Task: In the records below, find each line with "conditioner" and copy it.

** Opening Source records block **

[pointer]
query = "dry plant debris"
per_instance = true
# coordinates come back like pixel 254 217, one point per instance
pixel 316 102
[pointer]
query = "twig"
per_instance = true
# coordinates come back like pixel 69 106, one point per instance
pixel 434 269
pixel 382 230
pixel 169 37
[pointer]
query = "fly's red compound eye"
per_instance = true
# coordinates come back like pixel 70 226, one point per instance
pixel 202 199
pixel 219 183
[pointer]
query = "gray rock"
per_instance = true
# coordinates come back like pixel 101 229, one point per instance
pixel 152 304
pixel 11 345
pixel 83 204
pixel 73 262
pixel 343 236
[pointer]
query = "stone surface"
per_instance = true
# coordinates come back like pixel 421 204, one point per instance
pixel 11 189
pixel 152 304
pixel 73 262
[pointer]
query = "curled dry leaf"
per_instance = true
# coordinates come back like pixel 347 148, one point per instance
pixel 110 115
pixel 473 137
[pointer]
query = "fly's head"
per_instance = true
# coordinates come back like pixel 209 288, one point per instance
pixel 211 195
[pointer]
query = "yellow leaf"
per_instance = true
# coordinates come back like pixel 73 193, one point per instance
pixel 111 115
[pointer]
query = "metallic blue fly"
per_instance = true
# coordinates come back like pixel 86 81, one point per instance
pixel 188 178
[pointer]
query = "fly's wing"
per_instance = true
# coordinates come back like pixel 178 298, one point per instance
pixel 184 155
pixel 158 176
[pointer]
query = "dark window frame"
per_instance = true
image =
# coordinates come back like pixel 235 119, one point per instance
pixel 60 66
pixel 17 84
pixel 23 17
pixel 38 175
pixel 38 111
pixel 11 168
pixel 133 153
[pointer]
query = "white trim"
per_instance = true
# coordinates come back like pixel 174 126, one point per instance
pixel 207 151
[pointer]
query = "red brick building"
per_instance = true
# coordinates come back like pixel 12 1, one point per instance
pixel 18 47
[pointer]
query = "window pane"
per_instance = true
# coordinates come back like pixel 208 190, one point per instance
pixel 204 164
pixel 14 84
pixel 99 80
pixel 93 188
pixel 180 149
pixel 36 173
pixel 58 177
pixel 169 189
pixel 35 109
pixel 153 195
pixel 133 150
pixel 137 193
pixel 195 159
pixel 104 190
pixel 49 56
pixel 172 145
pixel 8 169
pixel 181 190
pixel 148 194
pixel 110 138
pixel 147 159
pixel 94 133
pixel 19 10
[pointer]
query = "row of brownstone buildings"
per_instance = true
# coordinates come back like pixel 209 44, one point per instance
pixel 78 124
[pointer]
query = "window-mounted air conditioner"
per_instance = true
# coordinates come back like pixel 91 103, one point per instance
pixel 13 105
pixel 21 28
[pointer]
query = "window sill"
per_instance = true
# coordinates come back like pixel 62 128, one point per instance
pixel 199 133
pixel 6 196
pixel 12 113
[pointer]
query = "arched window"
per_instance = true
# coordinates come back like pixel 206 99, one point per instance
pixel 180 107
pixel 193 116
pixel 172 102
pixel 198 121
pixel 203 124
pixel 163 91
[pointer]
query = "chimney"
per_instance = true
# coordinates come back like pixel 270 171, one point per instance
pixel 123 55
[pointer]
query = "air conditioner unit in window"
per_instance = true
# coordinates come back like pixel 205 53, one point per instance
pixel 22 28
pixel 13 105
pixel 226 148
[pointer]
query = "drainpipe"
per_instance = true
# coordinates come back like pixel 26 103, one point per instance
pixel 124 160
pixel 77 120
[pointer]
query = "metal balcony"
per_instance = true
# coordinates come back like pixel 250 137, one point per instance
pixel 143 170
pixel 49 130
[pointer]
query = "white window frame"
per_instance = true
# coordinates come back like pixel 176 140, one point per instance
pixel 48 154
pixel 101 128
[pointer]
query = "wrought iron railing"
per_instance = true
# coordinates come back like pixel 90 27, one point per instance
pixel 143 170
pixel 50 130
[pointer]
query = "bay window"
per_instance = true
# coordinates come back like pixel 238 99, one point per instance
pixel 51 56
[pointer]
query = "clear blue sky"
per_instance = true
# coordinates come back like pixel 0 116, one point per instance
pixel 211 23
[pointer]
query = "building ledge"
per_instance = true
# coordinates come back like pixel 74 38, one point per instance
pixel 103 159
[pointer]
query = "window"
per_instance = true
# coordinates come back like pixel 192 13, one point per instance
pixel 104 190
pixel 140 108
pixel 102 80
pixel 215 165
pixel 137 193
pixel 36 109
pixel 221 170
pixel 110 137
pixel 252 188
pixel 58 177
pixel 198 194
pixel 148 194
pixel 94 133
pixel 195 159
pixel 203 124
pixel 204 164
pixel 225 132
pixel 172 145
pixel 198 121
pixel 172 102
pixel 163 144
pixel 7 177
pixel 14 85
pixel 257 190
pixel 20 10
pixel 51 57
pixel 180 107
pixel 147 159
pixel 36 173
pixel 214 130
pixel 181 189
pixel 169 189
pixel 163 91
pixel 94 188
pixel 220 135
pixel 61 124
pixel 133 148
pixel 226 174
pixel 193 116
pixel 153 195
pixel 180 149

** Closing Source records block **

Solution for this problem:
query = "window-mounted air conditioner"
query = "air conditioner unit in window"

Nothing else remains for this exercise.